__Work instructions__
Rewrite every line from the line containing "Isolate the person wearing helmet." through the last line, multiplying each bounding-box coordinate by 2.25 and rounding to the nearest whole number, with halves rounded up. Leave the pictures out.
──────── Records supplied
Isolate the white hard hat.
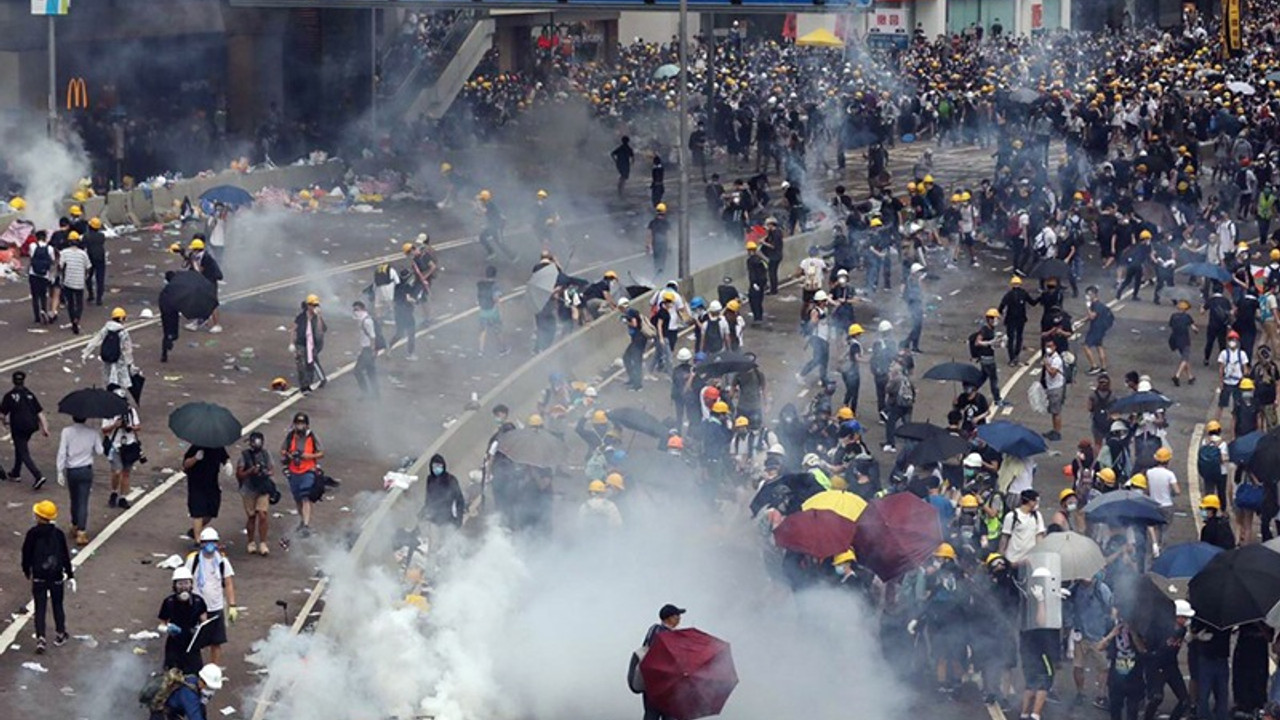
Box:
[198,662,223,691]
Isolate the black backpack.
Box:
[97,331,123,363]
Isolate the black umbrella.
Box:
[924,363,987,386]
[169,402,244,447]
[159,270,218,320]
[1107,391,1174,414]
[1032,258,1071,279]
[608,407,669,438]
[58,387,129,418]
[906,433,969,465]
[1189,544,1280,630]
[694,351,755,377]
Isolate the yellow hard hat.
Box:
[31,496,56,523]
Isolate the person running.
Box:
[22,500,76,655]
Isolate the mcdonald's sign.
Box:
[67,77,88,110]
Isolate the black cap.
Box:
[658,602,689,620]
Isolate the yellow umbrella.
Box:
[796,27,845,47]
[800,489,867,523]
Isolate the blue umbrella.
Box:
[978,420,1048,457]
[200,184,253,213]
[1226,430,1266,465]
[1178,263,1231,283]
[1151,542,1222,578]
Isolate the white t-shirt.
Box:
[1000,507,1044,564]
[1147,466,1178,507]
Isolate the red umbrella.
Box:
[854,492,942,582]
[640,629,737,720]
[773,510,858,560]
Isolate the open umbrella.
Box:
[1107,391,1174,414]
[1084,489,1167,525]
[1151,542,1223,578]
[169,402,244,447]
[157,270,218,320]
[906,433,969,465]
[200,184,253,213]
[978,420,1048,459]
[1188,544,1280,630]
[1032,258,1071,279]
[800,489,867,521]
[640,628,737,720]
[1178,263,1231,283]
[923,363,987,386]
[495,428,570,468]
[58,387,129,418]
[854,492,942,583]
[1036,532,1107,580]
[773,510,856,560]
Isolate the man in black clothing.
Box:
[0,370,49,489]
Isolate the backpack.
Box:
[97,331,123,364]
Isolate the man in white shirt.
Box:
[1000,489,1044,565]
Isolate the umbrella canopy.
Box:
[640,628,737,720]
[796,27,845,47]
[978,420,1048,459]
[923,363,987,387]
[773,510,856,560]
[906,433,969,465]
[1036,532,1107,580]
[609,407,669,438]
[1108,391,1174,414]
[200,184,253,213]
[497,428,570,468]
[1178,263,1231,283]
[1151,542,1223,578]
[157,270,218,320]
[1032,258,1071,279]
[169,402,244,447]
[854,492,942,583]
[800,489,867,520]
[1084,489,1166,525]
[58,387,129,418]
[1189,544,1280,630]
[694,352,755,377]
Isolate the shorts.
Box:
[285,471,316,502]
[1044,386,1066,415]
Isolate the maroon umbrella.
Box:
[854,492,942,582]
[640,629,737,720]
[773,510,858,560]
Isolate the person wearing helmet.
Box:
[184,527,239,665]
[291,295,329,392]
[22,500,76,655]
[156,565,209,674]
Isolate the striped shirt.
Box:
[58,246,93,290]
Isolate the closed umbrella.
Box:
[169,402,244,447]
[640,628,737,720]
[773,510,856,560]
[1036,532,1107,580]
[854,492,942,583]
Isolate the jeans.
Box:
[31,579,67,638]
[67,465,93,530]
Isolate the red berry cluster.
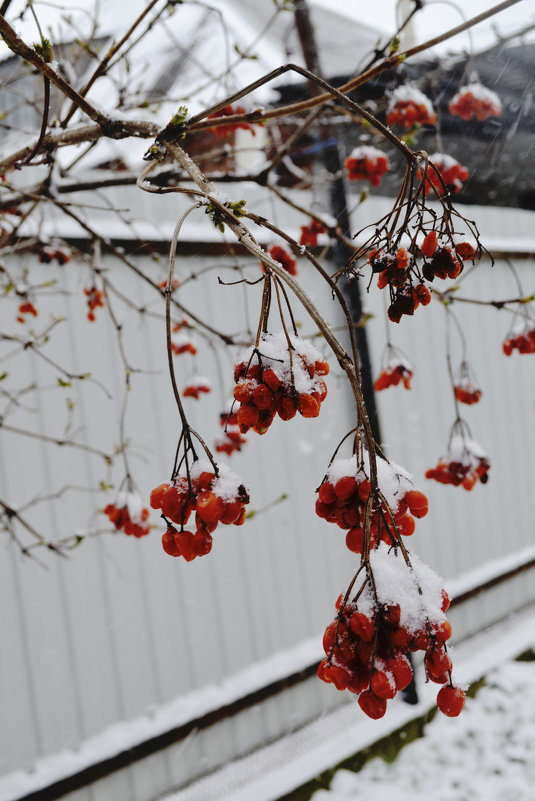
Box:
────────────────
__Written answer__
Isolate the person wearing helmet.
Box:
[414,1186,538,1496]
[655,664,740,882]
[50,1125,171,1474]
[351,1271,470,1517]
Isolate the striped shirt.
Box:
[131,554,209,653]
Isolate the closed umbrella.
Box:
[380,905,549,1006]
[1440,1413,1658,1620]
[1739,1148,1926,1260]
[2331,1197,2491,1305]
[1922,1107,2120,1312]
Isolate the jeans.
Box:
[70,1303,151,1436]
[151,1046,209,1193]
Isolate the red berry cluster.
Box:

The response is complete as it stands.